* Task description: Can you print every record below exactly as written?

* * * * * * *

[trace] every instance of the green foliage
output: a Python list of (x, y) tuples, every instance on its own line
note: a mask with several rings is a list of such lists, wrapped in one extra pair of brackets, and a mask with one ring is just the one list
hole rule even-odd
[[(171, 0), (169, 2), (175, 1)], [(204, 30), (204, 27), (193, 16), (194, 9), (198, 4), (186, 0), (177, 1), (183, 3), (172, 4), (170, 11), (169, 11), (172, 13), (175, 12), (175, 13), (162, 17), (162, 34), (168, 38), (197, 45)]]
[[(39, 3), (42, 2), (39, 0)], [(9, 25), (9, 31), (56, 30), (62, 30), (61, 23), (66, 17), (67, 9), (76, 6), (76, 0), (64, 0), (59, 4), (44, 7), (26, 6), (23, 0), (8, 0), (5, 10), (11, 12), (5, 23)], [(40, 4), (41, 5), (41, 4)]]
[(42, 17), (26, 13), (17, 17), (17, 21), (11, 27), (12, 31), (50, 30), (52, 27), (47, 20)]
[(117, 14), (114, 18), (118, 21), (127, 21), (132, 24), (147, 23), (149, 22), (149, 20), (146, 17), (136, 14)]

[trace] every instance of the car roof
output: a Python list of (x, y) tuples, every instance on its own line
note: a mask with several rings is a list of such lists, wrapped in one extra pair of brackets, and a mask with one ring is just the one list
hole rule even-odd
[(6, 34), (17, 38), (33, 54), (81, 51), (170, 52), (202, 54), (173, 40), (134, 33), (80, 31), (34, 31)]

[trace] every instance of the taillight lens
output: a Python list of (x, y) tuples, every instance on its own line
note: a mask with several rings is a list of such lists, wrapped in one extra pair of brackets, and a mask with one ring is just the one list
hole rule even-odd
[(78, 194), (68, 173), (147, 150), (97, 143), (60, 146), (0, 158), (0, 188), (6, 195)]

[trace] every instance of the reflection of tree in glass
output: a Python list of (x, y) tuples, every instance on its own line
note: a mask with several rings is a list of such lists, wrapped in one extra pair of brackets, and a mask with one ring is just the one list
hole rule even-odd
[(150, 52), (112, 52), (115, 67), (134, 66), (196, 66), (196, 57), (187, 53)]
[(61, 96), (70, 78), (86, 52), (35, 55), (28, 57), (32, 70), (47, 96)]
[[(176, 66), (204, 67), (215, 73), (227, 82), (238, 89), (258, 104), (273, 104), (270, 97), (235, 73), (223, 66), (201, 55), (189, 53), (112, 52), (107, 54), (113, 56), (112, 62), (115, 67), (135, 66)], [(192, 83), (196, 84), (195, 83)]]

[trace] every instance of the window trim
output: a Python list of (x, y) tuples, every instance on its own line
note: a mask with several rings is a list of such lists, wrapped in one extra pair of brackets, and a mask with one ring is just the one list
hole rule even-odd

* * * * * * *

* Result of the exercise:
[trace] every instance of the green foliage
output: a Python list of (x, y) tuples, every instance on its own line
note: a mask with several rings is a list of such lists, wrapped in one extra pair of brackets, and a mask with one ring is just the one list
hole rule even-odd
[[(171, 0), (169, 2), (175, 1)], [(204, 30), (204, 27), (193, 16), (194, 9), (198, 4), (186, 0), (177, 1), (183, 3), (172, 4), (170, 11), (169, 11), (172, 13), (175, 12), (175, 13), (162, 17), (162, 34), (168, 38), (197, 45)]]
[[(39, 3), (42, 2), (39, 0)], [(9, 25), (9, 31), (56, 30), (62, 30), (61, 23), (66, 17), (67, 9), (76, 6), (76, 0), (64, 0), (59, 4), (44, 7), (26, 6), (23, 0), (8, 0), (5, 10), (11, 12), (5, 23)], [(40, 4), (41, 5), (41, 4)]]
[(42, 17), (26, 13), (17, 17), (17, 21), (11, 27), (12, 31), (50, 30), (52, 27), (47, 20)]
[(117, 14), (114, 18), (118, 21), (127, 21), (132, 24), (147, 23), (149, 22), (149, 20), (146, 17), (136, 14)]

[trace] every instance of the car roof
output: a Python list of (x, y) tuples, every instance on its own line
note: a mask with several rings is a list of such lists, wrapped in one extra pair of brackets, and a mask with one ring is just the one list
hole rule even-odd
[(6, 34), (17, 38), (33, 54), (81, 51), (170, 52), (202, 54), (173, 40), (134, 33), (80, 31), (34, 31)]

[trace] every instance of the taillight lens
output: a Python list of (x, y) tuples, every instance on its own line
note: a mask with several rings is a list of such lists, wrapped in one extra pair of brackets, and a mask with one ring is just the one list
hole rule even-odd
[(78, 194), (68, 173), (147, 150), (97, 143), (60, 146), (0, 158), (0, 188), (6, 195)]

[trace] every instance of the reflection of tree in glass
output: a Python list of (x, y) tuples, every instance on its own line
note: a mask with several rings is a list of such lists, wrapped in one extra pair of brackets, and a mask with one ring is just the one list
hole rule even-odd
[(150, 52), (112, 52), (115, 67), (134, 66), (196, 66), (196, 57), (187, 53)]
[(61, 96), (70, 78), (86, 52), (35, 55), (28, 57), (32, 70), (47, 96)]
[[(176, 66), (204, 67), (215, 73), (227, 82), (238, 89), (258, 104), (273, 104), (270, 97), (235, 73), (223, 66), (201, 55), (189, 53), (112, 52), (107, 54), (113, 56), (112, 62), (115, 67), (135, 66)], [(192, 83), (196, 84), (195, 83)]]

[trace] every instance of the window trim
output: a Python list of (x, y) tuples, every instance on its own line
note: a mask with several rings is a list of such lists, wrapped in one extra pair of brackets, and a mask with one ring is just the one list
hole rule even-odd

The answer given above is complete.